■ **Stated problem**:
Please pick out each line in the items below that contains the string "target" and copy those lines out.

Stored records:
=-=-=-=-=

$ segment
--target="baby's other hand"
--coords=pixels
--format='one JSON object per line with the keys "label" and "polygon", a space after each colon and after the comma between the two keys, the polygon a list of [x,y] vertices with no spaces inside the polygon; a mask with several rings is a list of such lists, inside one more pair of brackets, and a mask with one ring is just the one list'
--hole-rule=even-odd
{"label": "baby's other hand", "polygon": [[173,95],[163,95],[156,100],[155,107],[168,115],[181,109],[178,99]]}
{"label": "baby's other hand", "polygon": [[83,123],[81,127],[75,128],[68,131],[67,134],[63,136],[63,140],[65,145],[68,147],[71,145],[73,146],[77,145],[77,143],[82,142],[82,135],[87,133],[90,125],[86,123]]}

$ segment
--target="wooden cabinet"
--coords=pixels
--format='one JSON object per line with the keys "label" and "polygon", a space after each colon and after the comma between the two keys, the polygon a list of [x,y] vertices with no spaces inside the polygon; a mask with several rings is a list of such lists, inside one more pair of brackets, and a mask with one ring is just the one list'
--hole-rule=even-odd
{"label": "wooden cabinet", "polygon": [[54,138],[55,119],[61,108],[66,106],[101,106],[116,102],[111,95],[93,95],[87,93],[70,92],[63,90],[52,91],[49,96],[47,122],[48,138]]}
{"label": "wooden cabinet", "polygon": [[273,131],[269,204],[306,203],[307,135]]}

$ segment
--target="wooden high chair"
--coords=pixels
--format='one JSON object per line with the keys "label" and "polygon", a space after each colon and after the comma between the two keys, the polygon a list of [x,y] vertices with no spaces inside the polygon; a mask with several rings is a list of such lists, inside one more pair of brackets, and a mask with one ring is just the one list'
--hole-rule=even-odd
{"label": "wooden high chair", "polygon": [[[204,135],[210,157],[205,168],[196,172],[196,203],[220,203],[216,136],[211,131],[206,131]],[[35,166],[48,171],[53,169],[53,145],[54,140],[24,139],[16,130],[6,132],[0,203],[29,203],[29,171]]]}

=-=-=-=-=

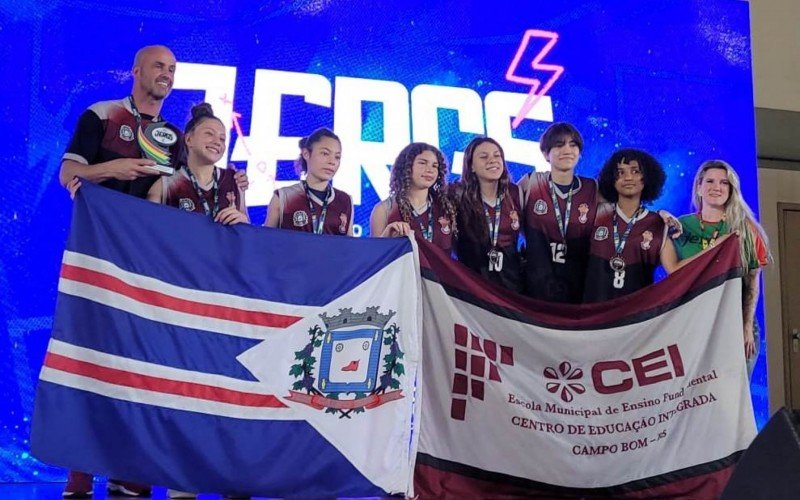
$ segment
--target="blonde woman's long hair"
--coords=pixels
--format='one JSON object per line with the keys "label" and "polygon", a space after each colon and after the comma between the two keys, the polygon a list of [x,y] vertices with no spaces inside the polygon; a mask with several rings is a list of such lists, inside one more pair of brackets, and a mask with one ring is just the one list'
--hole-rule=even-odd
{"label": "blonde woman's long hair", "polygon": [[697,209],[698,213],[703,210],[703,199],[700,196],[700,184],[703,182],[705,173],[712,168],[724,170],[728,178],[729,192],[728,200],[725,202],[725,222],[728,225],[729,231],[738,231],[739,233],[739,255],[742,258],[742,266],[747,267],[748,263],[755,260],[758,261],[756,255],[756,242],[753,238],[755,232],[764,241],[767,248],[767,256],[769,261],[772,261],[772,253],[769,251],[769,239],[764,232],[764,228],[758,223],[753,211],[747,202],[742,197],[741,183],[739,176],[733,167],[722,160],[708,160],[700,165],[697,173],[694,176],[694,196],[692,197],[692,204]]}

=-=-=-=-=

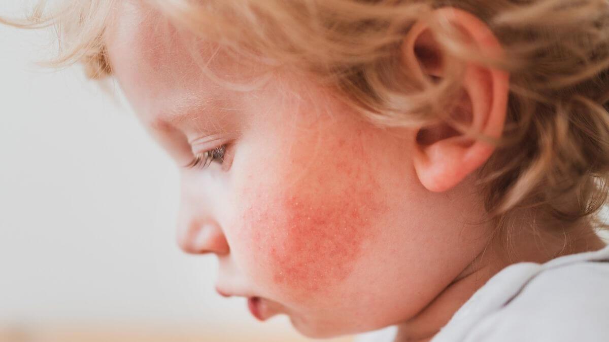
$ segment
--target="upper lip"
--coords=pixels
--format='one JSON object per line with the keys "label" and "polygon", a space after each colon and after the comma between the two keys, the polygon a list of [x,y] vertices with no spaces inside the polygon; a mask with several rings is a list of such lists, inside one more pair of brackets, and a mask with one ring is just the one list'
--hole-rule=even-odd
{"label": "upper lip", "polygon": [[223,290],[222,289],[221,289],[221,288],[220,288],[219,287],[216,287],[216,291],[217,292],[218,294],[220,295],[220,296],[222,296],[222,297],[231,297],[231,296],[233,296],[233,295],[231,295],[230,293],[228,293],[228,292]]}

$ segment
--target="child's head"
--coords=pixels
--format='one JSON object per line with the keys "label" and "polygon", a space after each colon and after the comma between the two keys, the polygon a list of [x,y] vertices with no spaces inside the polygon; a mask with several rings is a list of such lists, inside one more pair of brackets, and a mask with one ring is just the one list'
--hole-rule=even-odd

=-=-=-=-=

■ **Reply to the task**:
--target="baby's other hand"
--target="wooden cabinet"
--target="wooden high chair"
--target="blonde woman's long hair"
--target="upper lip"
--target="child's head"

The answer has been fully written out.